Supplied text:
# Chapter 3 Writing Web Crawlers
## Traversing a Single Domain

To review what we have learned in previous chapters, we're going to write Python snippets to retrieve a list of links on any arbitrary Wikipedia page. Although Wikipedia has its own API to help us get access to data more efficiently, we practice on Wikipedia because 1) it's stable; 2) it has a simple HTML structure. We use Kevin Bacon's page as an example: [http://en.wikipedia.org/wiki/Kevin_Bacon](http://en.wikipedia.org/wiki/Kevin_Bacon).

In [1]:
from urllib.request import urlopen
from bs4 import BeautifulSoup

wiki_url = "http://en.wikipedia.org/wiki/Kevin_Bacon"

http_res = urlopen(wiki_url)
bs = BeautifulSoup(http_res, 'html.parser')
links = []
for link in bs.find_all('a'):
    if "href" in link.attrs:
        links.append(link.attrs["href"])
print(len(links))

856


Since there are too many entries in the list, we print out the first 15 for analysis.

In [2]:
for link in links[:15]:
    print(link)

/wiki/Wikipedia:Protection_policy#semi
#mw-head
#p-search
/wiki/Kevin_Bacon_(disambiguation)
/wiki/File:Kevin_Bacon_SDCC_2014.jpg
/wiki/Philadelphia
/wiki/Pennsylvania
/wiki/Kyra_Sedgwick
/wiki/Sosie_Bacon
/wiki/Edmund_Bacon_(architect)
/wiki/Michael_Bacon_(musician)
http://baconbros.com/
#cite_note-1
#cite_note-actor-2
/wiki/Footloose_(1984_film)


From the above results, we find that there're still non-Wiki links. For example, "#mw-head" and "http://baconbros.com". But Wiki links have the same pattern "*/wiki/*". Therefore, we use Regex `^(/wiki/)((?!:).)*$` to help us to filter out Wiki links. Unlike the textbook, we use Regex on `links` rather than in `find_all()` here because we don't want to parse the data again, which takes a long time if we have a huge amount of data.

To do:
Copy the web crawler chapter from "To review what" to "bs = BeautifulSoup(http_res, 'html.parser')", replacing "snippets" with "scripts".

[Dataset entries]
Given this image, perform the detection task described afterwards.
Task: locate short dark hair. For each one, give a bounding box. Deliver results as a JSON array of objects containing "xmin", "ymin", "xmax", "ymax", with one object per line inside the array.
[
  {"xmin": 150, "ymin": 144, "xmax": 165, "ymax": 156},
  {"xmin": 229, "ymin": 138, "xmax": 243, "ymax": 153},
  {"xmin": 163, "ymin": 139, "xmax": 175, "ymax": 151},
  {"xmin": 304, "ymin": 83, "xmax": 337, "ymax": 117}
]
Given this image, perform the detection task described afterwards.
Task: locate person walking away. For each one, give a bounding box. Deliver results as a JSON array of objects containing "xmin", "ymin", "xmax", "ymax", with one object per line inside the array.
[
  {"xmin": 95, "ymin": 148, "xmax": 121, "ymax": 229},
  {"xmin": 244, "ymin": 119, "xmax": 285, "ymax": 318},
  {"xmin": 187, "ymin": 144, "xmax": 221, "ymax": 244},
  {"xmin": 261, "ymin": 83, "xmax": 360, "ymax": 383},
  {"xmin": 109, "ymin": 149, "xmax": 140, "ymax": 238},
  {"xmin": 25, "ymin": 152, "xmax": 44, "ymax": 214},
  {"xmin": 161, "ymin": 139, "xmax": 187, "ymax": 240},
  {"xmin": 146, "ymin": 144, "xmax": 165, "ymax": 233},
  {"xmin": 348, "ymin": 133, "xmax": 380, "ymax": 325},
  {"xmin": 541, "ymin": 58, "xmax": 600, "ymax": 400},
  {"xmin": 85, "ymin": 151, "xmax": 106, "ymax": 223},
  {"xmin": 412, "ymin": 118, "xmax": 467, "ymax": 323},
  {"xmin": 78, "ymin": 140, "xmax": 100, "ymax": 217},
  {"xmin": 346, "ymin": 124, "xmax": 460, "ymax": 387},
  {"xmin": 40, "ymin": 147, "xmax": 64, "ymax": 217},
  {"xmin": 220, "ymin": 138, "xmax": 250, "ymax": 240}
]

Correct answer:
To review what we have learned in previous chapters, we're going to write Python scripts to retrieve a list of links on any arbitrary Wikipedia page. Although Wikipedia has its own API to help us get access to data more efficiently, we practice on Wikipedia because 1) it's stable; 2) it has a simple HTML structure. We use Kevin Bacon's page as an example: [http://en.wikipedia.org/wiki/Kevin_Bacon](http://en.wikipedia.org/wiki/Kevin_Bacon).

In [1]:
from urllib.request import urlopen
from bs4 import BeautifulSoup

wiki_url = "http://en.wikipedia.org/wiki/Kevin_Bacon"

http_res = urlopen(wiki_url)
bs = BeautifulSoup(http_res, 'html.parser')